(Records from a dataset)
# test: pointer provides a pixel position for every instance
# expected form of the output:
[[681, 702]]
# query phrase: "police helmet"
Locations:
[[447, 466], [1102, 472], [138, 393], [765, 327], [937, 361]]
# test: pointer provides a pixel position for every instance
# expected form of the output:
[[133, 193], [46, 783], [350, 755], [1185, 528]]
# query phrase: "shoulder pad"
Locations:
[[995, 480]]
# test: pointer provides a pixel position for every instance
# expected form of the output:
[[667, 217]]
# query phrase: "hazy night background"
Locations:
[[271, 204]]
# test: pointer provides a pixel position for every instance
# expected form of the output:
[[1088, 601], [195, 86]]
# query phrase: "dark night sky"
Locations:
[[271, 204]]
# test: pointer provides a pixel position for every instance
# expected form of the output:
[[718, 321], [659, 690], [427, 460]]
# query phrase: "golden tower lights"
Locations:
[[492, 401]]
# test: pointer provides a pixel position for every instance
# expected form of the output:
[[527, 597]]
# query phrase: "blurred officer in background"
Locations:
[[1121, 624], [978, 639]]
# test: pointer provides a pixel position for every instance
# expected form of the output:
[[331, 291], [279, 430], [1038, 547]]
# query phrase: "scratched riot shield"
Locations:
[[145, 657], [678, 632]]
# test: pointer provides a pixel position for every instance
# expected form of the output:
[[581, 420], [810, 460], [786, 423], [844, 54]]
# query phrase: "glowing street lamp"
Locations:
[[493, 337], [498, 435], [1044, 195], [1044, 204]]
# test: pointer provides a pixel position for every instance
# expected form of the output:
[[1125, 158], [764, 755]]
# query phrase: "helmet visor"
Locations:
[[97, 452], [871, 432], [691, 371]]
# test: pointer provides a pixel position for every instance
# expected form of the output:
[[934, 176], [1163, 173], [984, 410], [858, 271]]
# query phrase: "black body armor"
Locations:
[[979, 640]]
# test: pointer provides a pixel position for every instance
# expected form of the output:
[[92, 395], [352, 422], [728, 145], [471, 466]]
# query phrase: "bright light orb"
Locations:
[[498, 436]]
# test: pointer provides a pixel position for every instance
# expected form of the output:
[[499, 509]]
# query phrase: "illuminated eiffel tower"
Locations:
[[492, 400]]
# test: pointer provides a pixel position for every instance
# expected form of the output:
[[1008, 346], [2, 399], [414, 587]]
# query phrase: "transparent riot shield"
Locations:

_TASK TO CARRY OUT_
Go through the records and print each one exactly.

_RESPONSE BELOW_
# test: pointer provides a pixel position for every instance
# expected form of the output:
[[681, 702]]
# query phrase: "police helmet"
Locations:
[[447, 466], [1102, 472], [138, 393], [765, 327], [937, 361]]
# test: pointer provides a pixel position for every instance
# expected form of the output:
[[133, 193], [46, 783], [350, 755], [1185, 528]]
# query phrase: "shoulder pad"
Locations:
[[995, 480]]
# test: pointer provides a pixel position for every instance
# expected form of the output:
[[667, 217]]
# query phrase: "hazy night background"
Locations:
[[271, 204]]
# test: pointer provides a pixel position for every instance
# expected form of the output:
[[1088, 601], [195, 86]]
# query phrase: "dark night sky"
Locations:
[[271, 204]]
# test: pointer provides a pixel position for every instance
# expected form of the output:
[[718, 321], [659, 690], [427, 460]]
# query phrase: "golden tower lights"
Locations:
[[492, 401]]
# test: pointer provides a pixel position for every instance
# expected form of the output:
[[527, 597]]
# query phrase: "blurred officer in background"
Locations:
[[1121, 624], [978, 639]]
# test: pointer provides a pixel position for every instance
# expected form of the output:
[[331, 291], [279, 430], [1038, 547]]
# query phrase: "scratched riot shield"
Locations:
[[145, 657], [678, 632]]
# test: pointer provides a pixel position for every instance
# expected form of the output:
[[581, 420], [810, 460], [786, 423], [844, 54]]
# query phrase: "glowing street lamp"
Locations:
[[493, 337], [498, 435], [1044, 195], [1044, 204]]
# test: pointer provides a pixel position for every instance
# expected form of the output:
[[1125, 158], [764, 755]]
# query phrase: "helmet visor"
Locations:
[[97, 452], [871, 432], [691, 371]]
# test: pointer provides a pixel position for every instance
# expected form of the output:
[[934, 176], [1163, 173], [984, 410], [858, 271]]
# query phrase: "black body armor"
Locations:
[[979, 640]]
# test: pointer provides a pixel position for every instance
# expected form of the output:
[[92, 395], [352, 422], [728, 145], [471, 466]]
# query phrase: "bright light orb"
Locations:
[[498, 436]]
# test: pointer provides a pixel position for every instance
# expected form of the output:
[[499, 509]]
# query phrase: "illuminated eiffel tower"
Locations:
[[492, 400]]
# test: pointer provides a pixel position for every instance
# expected form of the output:
[[1008, 346], [2, 399], [414, 587]]
# query phrase: "transparent riot shield"
Locations:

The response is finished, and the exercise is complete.